■ **What you have to do**:
Everything from the line containing "Objective — one point per instance of the dark" through the final line of the records must be transcribed verbatim; nothing else belongs in the result.

[Records from a collection]
>> Start

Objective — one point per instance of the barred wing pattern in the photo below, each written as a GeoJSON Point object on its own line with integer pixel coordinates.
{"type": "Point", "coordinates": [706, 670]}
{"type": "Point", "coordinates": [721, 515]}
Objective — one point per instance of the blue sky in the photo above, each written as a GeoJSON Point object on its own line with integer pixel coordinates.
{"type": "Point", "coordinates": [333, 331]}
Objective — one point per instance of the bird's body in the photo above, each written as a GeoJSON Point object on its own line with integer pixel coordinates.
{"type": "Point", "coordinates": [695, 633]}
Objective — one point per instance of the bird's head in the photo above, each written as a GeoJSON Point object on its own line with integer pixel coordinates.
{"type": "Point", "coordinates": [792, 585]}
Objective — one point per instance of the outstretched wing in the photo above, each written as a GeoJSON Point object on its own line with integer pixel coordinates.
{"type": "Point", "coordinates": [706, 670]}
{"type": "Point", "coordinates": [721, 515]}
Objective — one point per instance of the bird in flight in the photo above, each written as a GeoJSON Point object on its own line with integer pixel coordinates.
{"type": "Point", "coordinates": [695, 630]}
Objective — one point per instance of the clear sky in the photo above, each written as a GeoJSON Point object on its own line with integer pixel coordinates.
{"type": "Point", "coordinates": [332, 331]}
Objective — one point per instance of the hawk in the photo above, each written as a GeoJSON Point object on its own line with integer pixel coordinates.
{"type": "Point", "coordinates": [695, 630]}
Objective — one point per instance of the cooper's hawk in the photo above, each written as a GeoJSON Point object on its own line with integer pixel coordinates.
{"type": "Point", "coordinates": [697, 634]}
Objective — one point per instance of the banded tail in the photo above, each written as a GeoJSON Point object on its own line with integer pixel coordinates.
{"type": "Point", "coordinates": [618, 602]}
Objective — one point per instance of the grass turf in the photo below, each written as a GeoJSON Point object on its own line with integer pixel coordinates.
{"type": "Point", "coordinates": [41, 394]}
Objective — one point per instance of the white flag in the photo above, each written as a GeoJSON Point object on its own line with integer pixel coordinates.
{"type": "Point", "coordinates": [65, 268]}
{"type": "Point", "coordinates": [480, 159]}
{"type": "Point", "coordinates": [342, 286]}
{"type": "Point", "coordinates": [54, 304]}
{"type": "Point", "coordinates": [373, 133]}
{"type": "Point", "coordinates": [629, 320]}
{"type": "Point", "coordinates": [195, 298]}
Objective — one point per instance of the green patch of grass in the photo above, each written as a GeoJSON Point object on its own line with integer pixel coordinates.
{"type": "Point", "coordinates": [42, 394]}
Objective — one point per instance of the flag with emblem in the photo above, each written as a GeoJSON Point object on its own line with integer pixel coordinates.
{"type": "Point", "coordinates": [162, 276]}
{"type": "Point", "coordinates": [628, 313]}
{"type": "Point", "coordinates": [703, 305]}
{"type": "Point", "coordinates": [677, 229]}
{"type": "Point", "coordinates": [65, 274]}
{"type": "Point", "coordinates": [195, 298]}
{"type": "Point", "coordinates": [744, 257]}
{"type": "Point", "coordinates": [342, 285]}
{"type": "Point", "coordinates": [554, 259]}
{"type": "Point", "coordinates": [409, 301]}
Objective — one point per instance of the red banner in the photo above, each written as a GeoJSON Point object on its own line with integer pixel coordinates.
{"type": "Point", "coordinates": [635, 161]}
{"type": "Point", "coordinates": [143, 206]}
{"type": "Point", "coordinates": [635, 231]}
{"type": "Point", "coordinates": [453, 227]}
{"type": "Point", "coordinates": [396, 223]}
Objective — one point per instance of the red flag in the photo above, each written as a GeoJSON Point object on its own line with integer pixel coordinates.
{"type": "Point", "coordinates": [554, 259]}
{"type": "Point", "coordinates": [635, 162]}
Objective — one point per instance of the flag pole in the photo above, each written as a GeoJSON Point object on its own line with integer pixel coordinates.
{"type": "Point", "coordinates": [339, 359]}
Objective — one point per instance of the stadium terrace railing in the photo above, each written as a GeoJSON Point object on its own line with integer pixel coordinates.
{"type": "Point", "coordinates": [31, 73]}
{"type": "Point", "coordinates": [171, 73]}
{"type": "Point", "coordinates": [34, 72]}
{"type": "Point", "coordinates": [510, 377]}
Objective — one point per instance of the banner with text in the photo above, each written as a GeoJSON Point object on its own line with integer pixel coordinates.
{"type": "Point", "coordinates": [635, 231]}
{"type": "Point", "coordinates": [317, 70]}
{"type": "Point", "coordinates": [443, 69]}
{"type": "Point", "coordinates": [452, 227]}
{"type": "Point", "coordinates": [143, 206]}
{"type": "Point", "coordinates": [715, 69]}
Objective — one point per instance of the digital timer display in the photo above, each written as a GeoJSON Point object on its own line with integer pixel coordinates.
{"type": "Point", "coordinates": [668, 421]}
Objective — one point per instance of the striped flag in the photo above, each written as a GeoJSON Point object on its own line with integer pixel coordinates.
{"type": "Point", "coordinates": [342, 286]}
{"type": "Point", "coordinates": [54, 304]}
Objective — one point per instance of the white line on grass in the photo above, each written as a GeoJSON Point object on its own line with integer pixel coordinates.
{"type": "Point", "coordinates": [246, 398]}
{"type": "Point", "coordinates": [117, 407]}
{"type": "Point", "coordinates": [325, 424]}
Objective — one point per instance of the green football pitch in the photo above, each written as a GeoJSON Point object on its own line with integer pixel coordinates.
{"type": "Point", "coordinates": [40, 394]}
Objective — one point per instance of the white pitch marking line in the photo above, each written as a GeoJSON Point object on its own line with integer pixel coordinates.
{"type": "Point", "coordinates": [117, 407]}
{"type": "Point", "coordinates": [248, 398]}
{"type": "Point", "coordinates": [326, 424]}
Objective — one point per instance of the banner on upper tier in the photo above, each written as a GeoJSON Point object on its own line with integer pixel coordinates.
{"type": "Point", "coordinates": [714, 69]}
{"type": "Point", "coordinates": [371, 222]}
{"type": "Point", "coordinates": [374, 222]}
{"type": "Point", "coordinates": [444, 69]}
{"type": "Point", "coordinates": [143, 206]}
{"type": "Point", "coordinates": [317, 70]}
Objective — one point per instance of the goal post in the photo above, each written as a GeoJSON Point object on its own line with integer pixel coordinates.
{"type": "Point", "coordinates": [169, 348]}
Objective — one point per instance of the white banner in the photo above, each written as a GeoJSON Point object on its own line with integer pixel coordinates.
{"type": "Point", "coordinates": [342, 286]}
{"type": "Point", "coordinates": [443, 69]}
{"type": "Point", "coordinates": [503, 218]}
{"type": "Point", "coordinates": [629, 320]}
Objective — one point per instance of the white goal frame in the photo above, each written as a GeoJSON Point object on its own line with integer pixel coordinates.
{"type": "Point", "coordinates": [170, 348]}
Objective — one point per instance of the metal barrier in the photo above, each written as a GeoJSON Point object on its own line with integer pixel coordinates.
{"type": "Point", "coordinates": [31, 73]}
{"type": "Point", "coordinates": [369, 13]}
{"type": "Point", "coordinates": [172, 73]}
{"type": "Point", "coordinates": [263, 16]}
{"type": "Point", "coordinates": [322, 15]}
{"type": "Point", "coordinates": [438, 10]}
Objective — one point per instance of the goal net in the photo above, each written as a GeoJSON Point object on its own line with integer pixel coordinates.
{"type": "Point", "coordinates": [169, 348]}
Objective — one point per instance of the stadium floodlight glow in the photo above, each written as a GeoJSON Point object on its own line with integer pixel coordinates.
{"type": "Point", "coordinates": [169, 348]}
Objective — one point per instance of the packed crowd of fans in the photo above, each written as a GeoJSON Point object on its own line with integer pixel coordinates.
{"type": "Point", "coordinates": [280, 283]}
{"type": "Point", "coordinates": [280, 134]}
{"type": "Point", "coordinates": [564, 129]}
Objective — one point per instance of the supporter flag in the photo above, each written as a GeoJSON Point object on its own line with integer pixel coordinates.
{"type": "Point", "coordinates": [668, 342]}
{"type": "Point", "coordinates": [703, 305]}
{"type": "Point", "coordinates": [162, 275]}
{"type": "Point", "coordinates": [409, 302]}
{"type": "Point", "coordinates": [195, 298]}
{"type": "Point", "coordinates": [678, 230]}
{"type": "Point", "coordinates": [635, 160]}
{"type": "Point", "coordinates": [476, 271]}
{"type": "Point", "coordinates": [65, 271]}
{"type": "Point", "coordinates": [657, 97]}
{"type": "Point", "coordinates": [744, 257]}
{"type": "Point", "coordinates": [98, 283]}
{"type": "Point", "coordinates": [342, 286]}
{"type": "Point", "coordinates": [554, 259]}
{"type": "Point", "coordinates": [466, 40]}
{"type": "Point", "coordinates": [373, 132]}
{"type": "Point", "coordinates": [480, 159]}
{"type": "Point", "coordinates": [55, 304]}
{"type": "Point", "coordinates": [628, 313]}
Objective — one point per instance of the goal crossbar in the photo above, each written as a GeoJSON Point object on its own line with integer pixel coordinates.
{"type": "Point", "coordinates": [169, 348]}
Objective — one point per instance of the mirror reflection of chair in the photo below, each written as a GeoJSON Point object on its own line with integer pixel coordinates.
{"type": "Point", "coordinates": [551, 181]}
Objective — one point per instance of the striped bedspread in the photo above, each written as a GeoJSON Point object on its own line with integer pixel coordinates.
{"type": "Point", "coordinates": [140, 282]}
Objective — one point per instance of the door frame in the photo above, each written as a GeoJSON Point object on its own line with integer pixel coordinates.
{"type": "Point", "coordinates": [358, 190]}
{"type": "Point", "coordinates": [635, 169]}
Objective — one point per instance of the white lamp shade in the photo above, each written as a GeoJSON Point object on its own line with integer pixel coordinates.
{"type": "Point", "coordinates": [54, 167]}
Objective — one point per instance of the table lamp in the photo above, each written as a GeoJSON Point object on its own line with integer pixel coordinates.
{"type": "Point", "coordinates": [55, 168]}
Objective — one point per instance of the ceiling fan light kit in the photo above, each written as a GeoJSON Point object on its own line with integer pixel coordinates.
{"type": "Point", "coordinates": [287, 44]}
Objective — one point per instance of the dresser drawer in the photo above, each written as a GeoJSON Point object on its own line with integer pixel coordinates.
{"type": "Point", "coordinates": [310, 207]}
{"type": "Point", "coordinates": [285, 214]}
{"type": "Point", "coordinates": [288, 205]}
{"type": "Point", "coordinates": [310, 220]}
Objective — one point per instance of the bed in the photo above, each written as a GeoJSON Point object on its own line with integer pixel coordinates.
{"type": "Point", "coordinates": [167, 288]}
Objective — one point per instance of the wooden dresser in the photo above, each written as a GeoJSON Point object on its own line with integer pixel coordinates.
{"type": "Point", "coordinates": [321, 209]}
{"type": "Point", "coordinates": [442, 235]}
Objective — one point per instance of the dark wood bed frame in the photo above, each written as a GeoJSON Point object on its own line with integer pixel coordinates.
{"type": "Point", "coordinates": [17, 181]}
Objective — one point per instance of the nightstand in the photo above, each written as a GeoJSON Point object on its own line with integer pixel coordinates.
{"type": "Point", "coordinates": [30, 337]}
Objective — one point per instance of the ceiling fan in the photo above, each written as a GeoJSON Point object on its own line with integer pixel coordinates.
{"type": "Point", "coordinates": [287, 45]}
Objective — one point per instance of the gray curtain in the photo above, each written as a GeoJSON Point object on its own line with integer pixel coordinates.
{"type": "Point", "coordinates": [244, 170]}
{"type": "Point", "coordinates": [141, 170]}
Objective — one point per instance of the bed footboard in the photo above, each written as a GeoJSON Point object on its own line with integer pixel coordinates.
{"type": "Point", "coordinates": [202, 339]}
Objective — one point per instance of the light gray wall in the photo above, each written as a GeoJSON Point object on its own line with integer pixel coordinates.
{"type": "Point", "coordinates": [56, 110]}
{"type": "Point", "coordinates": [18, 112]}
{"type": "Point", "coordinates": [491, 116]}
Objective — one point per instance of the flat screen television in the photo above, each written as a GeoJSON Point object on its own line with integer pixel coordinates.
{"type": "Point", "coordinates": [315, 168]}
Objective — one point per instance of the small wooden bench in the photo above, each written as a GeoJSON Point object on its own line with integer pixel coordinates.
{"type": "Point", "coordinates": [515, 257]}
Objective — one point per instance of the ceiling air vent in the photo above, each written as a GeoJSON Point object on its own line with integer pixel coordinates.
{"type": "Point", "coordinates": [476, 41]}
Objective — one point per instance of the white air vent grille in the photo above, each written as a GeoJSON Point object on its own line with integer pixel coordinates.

>> End

■ **Final answer**:
Objective — one point per instance of the dark wood bed frame in the photo above, each written as a GeoJSON Point object on its own line with integer pixel coordinates.
{"type": "Point", "coordinates": [17, 181]}
Objective — one point per instance of the nightstand in the photo above, each written as a GeoJSON Point object on its own line with integer pixel coordinates.
{"type": "Point", "coordinates": [30, 337]}
Objective — one point per instance of the ceiling fan in the photo above, each written as a GeoJSON Point object on its own line with integer pixel coordinates.
{"type": "Point", "coordinates": [287, 45]}
Objective — one point per instance of the gray curtain in the photo above, each written as a GeoJSON Point object on its own line with integer pixel coordinates.
{"type": "Point", "coordinates": [244, 170]}
{"type": "Point", "coordinates": [141, 170]}
Objective — one point per instance of the bed footboard in the photo above, each written as a GeoJSON Point object on its own line with integer pixel coordinates.
{"type": "Point", "coordinates": [202, 339]}
Objective — one point per instance of the light gray wall in the photo above, each written as a GeoJSON Point object on its own line with integer pixel coordinates.
{"type": "Point", "coordinates": [56, 110]}
{"type": "Point", "coordinates": [18, 112]}
{"type": "Point", "coordinates": [491, 116]}
Objective — one point per instance of the flat screen television in the photo above, each written as a GeoJSON Point object on its own line with integer pixel coordinates.
{"type": "Point", "coordinates": [315, 168]}
Objective — one point per instance of the small wooden bench in the photo above, each written as a GeoJSON Point object on its own line with integer pixel coordinates.
{"type": "Point", "coordinates": [515, 257]}
Objective — one point per instance of the ceiling air vent in the photo above, each written as a GeoJSON Point object on its own line with integer pixel coordinates.
{"type": "Point", "coordinates": [476, 41]}
Objective — one point per instance of the white air vent grille in the photo above, each written as a GeoJSON Point object on its own line with integer pixel coordinates.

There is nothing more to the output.